Reputation: 13
I have a matrix of size 10000 x 100 and a vector of length 100. I'd like to apply a custom function, percentile, which takes in a vector argument and a scalar argument, to each column of the matrix such that on iteration j, the arguments used with percentile are column j of the matrix and entry j of the vector. Is there a way to use one of the apply functions to do this?
Here's my code. It runs, but doesn't return the correct result.
percentile <- function(x, v){
length(x[x <= v]) / length(x)
}
X <- matrix(runif(10000 * 100), nrow = 10000, ncol = 100)
y <- runif(100)
result <- apply(X, 2, percentile, v = y)
The workaround that I've been using has been to just append y to X, and re-write the percentile function, as shown below.
X <- rbind(X, y)
percentile2 <- function(x){
v <- x[length(x)]
x <- x[-length(x)]
length(x[x <= v]) / length(x)
}
result <- apply(X, 2, percentile2)
This code does return the correct result, but I would prefer something a bit more elegant.
Upvotes: 1
Views: 387
Reputation: 59970
If you understand that R
is vectorised and know the right functions you can avoid loops entirely, and do the whole thing in one relatively simple line...
colSums( t( t( X ) <= y ) ) / nrow( X )
Through vectorisation R will recycle each element in y
across each column of X
(by default it will do this across the rows, so we use the transpose function t
to turn the columns to rows, apply the logical comparison <=
and then transpose back again.

------------------------------------------------------------------------

__SET TASK A__
Count the lines in the rows that contain the word "walkway", and give only that number.
The rows that come next bear no relation to the forum thread above.

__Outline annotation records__
------------------------------------------------------------------------

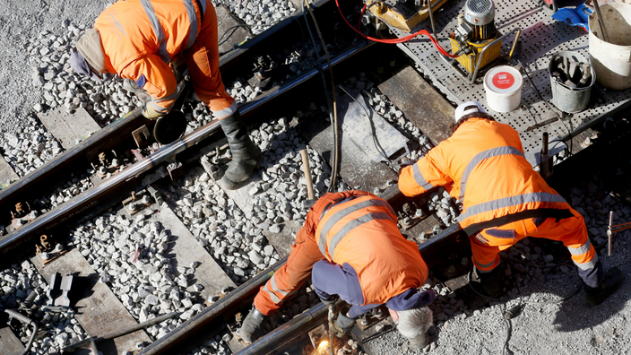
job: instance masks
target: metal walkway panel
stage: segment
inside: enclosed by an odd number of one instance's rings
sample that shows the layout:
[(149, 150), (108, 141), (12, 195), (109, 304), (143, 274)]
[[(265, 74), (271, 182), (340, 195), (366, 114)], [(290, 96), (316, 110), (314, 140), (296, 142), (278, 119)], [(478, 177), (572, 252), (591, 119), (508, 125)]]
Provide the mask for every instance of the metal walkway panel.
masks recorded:
[[(435, 11), (435, 23), (438, 42), (447, 49), (451, 48), (448, 36), (457, 26), (459, 13), (463, 13), (465, 0), (449, 1), (440, 9)], [(530, 0), (495, 1), (495, 23), (501, 33), (507, 33), (519, 27), (522, 29), (520, 40), (522, 43), (522, 63), (525, 66), (534, 84), (539, 89), (543, 99), (552, 106), (552, 91), (550, 89), (548, 65), (550, 57), (561, 50), (575, 51), (589, 58), (588, 34), (583, 30), (572, 27), (552, 19), (550, 14), (540, 9), (537, 2)], [(428, 20), (419, 24), (414, 31), (428, 30), (431, 32)], [(392, 29), (398, 37), (404, 33)], [(513, 45), (514, 35), (508, 36), (502, 44), (502, 56), (506, 56)], [(526, 75), (523, 76), (522, 88), (522, 105), (527, 105), (528, 109), (517, 108), (509, 113), (497, 113), (488, 108), (482, 79), (485, 72), (479, 74), (475, 83), (462, 79), (445, 61), (440, 58), (438, 51), (426, 37), (417, 37), (414, 39), (398, 45), (419, 65), (424, 76), (432, 85), (442, 92), (449, 100), (456, 104), (467, 100), (480, 101), (496, 119), (511, 125), (522, 137), (523, 149), (532, 153), (540, 151), (541, 134), (549, 132), (552, 136), (560, 137), (563, 141), (571, 139), (585, 129), (591, 127), (601, 119), (621, 109), (628, 109), (631, 106), (631, 91), (614, 91), (604, 90), (598, 83), (592, 88), (592, 99), (588, 108), (574, 114), (563, 121), (543, 126), (525, 132), (526, 128), (556, 117), (538, 96)], [(512, 61), (514, 65), (516, 62)], [(493, 65), (485, 69), (488, 69)], [(554, 108), (556, 109), (556, 108)], [(532, 112), (532, 114), (531, 114)]]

------------------------------------------------------------------------

__SET TASK B__
Rewrite the part of the R forum thread starting with "y <- runif(100)" and going on through "bit more elegant.", with "percentile2" replaced by "pct_last" each time it occurs.

__WORKED ANSWER A__
2

__WORKED ANSWER B__
y <- runif(100)
result <- apply(X, 2, percentile, v = y)
The workaround that I've been using has been to just append y to X, and re-write the percentile function, as shown below.
X <- rbind(X, y)
pct_last <- function(x){
v <- x[length(x)]
x <- x[-length(x)]
length(x[x <= v]) / length(x)
}
result <- apply(X, 2, pct_last)
This code does return the correct result, but I would prefer something a bit more elegant.